* [Ausgangstext]:
....................

Wir können gespannt sein, wie das Trainerteam an die schwierigere Aufgabe in Graz herangehen wird.
Ambiente
Als der neue Stadionsprecher der Austria
Wolfgang Slavik die Legende
Thomas Parits zum Mikrofon bat und das Publikum zu einen Begrüßungsapplaus aufforderte, was es still im Stadion, ganz still. Viel Arbeit wartet auf
Wolfgang, je nachdem, wie er oder sein neuer Arbeitgeber seine Rolle definiert. (
Stadion-Moderation)
Die Transparente und Spruchbänder im ersten Rang CD waren fast zu groß für das vergleichsweise klein Häuflein jener, die es hochhalten sollten. Der Text war an Peinlichkeit kaum zu überbieten, denn wer von uns weiß schon, wie so ein Spiel ausgeht. Hoffen tun wir alle, wissen tun wir nichts. Wir haben schon zu oft verlieren gelernt, als dass wir einen Start-Ziel-Sieg prognostizieren würden. Der gegnerische Anhang ist noch nicht so weit in der Einsicht, dass man ja auch verlieren kann. Und daher titelte man naiverweise:
„Hütteldorf zerstören“ und
„Unsere Nachricht gibt Euch zu verstehen, der Feind muss heute kläglich untergehen.“
Was dieses Wien alles aushalten muss:
„Wien sind wir“, meinte die gegnerische Fantribüne:
Aber nur die VIP-Tribüne war gut gefüllt. Und das zeigt, wie man Fußball beim Stadtrivalen sieht: es genügt, die betuchten Fußballbegeisterten zu betreuen, die sonstigen Anhänger speist man mit einer außerordentlichen Mitgliedschaft ab.

....................

* [Bereitgestellte Daten]:
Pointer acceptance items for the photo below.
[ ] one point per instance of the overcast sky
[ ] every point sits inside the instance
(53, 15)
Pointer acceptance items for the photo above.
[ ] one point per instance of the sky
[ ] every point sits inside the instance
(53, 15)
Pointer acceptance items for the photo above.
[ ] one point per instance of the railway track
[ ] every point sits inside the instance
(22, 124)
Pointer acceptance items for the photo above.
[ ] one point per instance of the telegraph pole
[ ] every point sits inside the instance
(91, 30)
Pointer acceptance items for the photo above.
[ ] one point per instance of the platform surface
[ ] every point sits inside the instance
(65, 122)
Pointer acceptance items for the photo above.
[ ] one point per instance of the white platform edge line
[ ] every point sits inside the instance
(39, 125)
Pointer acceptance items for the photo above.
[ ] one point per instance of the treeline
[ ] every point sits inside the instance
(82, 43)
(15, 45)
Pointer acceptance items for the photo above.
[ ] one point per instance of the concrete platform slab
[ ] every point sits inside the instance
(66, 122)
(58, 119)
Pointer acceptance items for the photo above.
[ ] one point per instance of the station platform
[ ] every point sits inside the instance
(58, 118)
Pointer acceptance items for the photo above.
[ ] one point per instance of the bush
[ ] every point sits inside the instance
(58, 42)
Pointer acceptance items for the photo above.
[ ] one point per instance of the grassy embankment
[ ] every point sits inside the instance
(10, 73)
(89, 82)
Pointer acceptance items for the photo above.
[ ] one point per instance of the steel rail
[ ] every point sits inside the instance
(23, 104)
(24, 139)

....................

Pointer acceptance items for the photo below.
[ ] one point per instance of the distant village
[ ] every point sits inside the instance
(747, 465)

....................

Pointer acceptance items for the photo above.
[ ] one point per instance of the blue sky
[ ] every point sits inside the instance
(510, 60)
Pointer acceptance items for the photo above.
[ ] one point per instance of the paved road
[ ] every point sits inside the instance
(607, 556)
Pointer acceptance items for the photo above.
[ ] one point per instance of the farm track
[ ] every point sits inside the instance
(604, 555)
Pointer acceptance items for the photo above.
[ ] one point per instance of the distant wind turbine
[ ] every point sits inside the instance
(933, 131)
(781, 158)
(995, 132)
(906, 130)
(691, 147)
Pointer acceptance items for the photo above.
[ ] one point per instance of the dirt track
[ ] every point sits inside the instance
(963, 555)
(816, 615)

....................

* [Aufgaben]:
1. Wer ist laut Ausgangstext der neue Stadionsprecher der Austria?
2. Suchen Sie alle Zeilen der bereitgestellten Daten heraus, die die Zeichenfolge „track“ enthalten, und geben Sie jede davon vollständig wieder. Groß- und Kleinschreibung ist dabei zu beachten.
Der Ausgangstext und die Zeilen sind voneinander unabhängiges Material.

* [Lösungen]:
1. Wolfgang Slavik

2.
[ ] one point per instance of the railway track
[ ] one point per instance of the farm track
[ ] one point per instance of the dirt track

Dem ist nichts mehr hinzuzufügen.